> _Task details_
Change "audit" to "review" and write out the rows again from the line containing "For the audit, pick out each instance of the aircraft" through the end of the rows, leaving everything else unchanged.

[Location labeling rows]
— START —

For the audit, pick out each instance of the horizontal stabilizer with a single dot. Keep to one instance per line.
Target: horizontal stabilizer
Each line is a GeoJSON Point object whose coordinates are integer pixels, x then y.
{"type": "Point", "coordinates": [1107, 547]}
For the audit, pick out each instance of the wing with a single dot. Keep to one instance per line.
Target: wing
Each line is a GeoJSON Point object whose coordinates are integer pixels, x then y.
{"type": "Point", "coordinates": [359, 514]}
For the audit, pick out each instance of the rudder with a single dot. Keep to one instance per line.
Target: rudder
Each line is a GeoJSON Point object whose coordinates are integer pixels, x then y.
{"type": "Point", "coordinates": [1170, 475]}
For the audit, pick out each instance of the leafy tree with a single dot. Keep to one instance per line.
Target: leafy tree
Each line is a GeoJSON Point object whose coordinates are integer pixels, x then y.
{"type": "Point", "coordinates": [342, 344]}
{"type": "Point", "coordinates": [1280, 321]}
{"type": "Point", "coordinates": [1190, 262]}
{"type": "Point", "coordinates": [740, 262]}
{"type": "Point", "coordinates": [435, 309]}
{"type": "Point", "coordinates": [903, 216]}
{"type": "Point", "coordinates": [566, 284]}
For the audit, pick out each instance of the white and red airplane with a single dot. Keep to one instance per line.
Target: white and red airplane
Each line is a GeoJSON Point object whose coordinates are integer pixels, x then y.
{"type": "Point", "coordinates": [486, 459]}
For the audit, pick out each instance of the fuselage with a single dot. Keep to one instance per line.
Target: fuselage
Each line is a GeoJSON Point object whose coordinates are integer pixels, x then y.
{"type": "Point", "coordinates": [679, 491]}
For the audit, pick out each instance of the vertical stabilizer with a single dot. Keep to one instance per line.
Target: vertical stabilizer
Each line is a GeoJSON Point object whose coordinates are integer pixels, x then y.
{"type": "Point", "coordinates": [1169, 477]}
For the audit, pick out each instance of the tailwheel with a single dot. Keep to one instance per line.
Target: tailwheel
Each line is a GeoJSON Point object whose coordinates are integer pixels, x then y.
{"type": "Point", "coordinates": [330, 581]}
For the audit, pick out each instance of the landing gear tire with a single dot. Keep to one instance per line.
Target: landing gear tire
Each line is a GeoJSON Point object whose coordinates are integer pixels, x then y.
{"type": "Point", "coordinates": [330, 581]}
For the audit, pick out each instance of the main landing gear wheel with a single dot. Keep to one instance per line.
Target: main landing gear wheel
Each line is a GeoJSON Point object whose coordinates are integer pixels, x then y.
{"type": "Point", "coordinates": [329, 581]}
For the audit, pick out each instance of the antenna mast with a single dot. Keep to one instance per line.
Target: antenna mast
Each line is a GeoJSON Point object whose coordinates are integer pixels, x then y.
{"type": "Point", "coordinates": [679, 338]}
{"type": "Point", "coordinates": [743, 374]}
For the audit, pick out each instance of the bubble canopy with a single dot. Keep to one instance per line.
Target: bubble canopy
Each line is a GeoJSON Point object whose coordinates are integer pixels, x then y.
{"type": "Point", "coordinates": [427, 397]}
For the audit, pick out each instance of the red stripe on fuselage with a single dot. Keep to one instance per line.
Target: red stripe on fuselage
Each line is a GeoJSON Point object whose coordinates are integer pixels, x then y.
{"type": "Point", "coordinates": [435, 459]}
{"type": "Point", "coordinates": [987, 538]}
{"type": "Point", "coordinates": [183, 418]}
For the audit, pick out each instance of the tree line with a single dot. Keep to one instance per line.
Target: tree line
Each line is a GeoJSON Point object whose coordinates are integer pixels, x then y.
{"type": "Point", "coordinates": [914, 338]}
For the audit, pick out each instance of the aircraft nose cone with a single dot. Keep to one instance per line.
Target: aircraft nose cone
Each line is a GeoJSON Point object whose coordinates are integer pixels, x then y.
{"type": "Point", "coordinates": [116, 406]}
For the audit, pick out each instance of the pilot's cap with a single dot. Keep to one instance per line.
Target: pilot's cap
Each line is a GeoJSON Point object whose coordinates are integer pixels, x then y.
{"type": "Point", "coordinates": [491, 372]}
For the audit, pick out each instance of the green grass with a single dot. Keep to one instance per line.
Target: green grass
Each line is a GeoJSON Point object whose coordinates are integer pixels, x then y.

— END —

> _Solution to this exercise_
For the review, pick out each instance of the aircraft nose cone with a single dot. Keep to one instance per line.
Target: aircraft nose cone
Each line is a GeoJSON Point object whose coordinates are integer pixels, x then y.
{"type": "Point", "coordinates": [116, 406]}
For the review, pick out each instance of the pilot's cap with a single dot. Keep to one instance per line.
Target: pilot's cap
Each line is a GeoJSON Point object whose coordinates are integer pixels, x then y.
{"type": "Point", "coordinates": [491, 372]}
For the review, pick out each instance of the green grass with a single dot. Keep to one instance per line.
Target: green grass
Each line is a GeoJSON Point object whose coordinates are integer pixels, x then y.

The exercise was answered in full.